## GIVEN PROBLEM 1:
In the records below, list each line containing the string "black", matching case.

# START OF PAGE EXTRACT

This notebook processes results from the norming experiment. More information about how the data file is organized can be found at http://spellout.net/latest_ibex_manual.pdf
The columns most relevant for us are: field (image identifier) and value (label provided for the image by the participant).

In [38]:
import pandas as pd
import numpy as np
import matplotlib as plt
from nltk.metrics import edit_distance
from collections import Counter
import json

In [26]:
data = pd.read_csv("../Data/Main/norming_results.txt", comment='#', header=None, 
                   names=['Time', 'IPHash', 'Controller', 'Item', 'Element', 'Type', 'Group', 'Field', 'Value']) 
data['Value'] = data['Value'].str.lower()

# END OF PAGE EXTRACT
# START OF DATA ROWS

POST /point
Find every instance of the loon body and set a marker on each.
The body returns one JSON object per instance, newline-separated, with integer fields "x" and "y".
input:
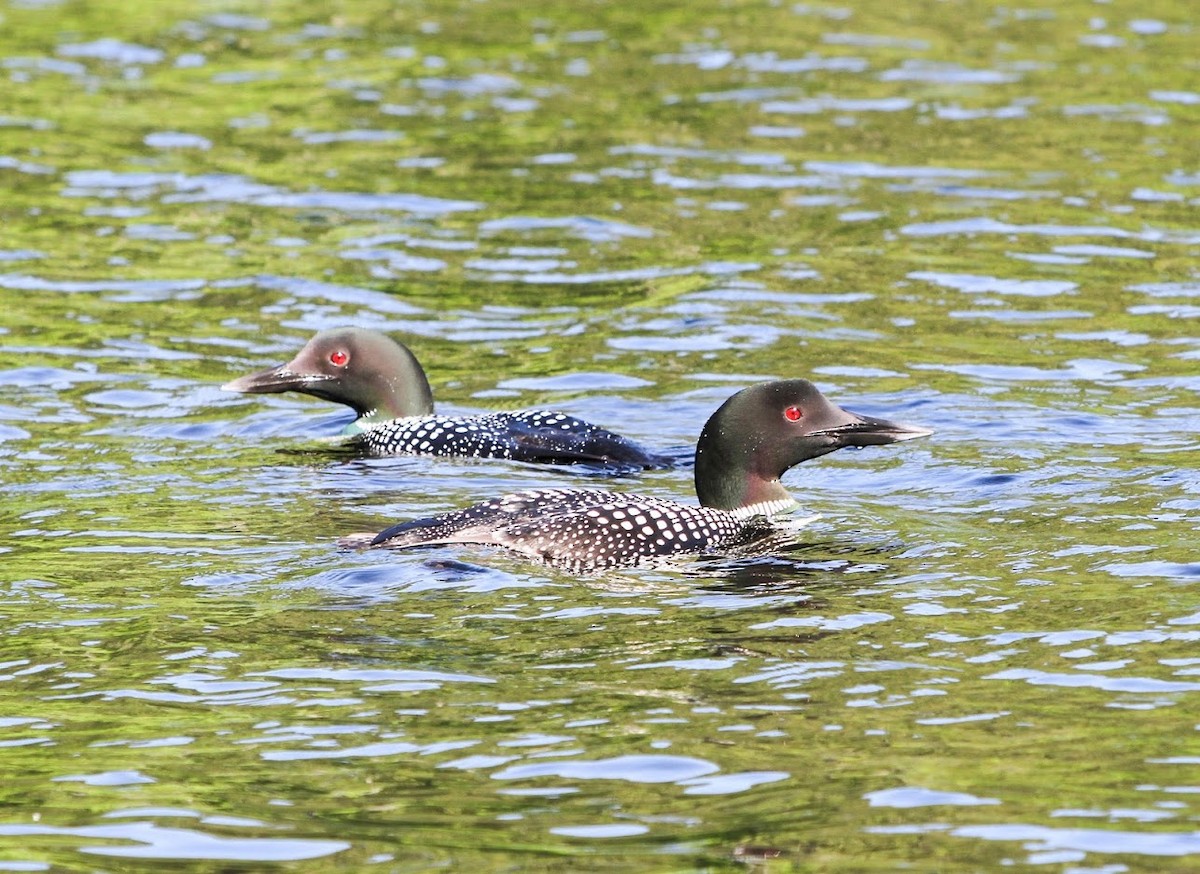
{"x": 383, "y": 382}
{"x": 744, "y": 449}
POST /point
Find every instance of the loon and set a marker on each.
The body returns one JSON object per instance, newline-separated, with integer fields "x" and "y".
{"x": 387, "y": 387}
{"x": 745, "y": 447}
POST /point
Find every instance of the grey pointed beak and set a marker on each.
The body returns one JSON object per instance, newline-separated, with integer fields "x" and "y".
{"x": 869, "y": 431}
{"x": 274, "y": 381}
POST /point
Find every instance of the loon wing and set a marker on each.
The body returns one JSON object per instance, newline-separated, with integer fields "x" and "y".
{"x": 540, "y": 435}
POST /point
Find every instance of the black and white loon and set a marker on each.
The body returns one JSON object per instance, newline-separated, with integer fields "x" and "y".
{"x": 383, "y": 382}
{"x": 743, "y": 450}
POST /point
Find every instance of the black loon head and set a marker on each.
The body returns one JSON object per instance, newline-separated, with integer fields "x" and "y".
{"x": 363, "y": 369}
{"x": 762, "y": 431}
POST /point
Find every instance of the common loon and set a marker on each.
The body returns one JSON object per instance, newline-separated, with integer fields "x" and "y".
{"x": 743, "y": 450}
{"x": 387, "y": 387}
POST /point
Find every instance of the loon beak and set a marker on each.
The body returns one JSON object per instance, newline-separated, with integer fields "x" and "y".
{"x": 274, "y": 381}
{"x": 869, "y": 431}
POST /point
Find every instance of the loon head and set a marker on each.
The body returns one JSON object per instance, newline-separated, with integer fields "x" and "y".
{"x": 363, "y": 369}
{"x": 762, "y": 431}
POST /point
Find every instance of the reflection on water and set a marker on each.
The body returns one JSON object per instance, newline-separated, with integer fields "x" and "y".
{"x": 979, "y": 654}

# END OF DATA ROWS

## GIVEN PROBLEM 2:
Reproduce word for word the part of the notebook extract from "This notebook processes" to "by the participant).".

## TASK ANSWER 1:
Find every instance of the black and white loon and set a marker on each.
Find every instance of the black loon head and set a marker on each.

## TASK ANSWER 2:
This notebook processes results from the norming experiment. More information about how the data file is organized can be found at http://spellout.net/latest_ibex_manual.pdf
The columns most relevant for us are: field (image identifier) and value (label provided for the image by the participant).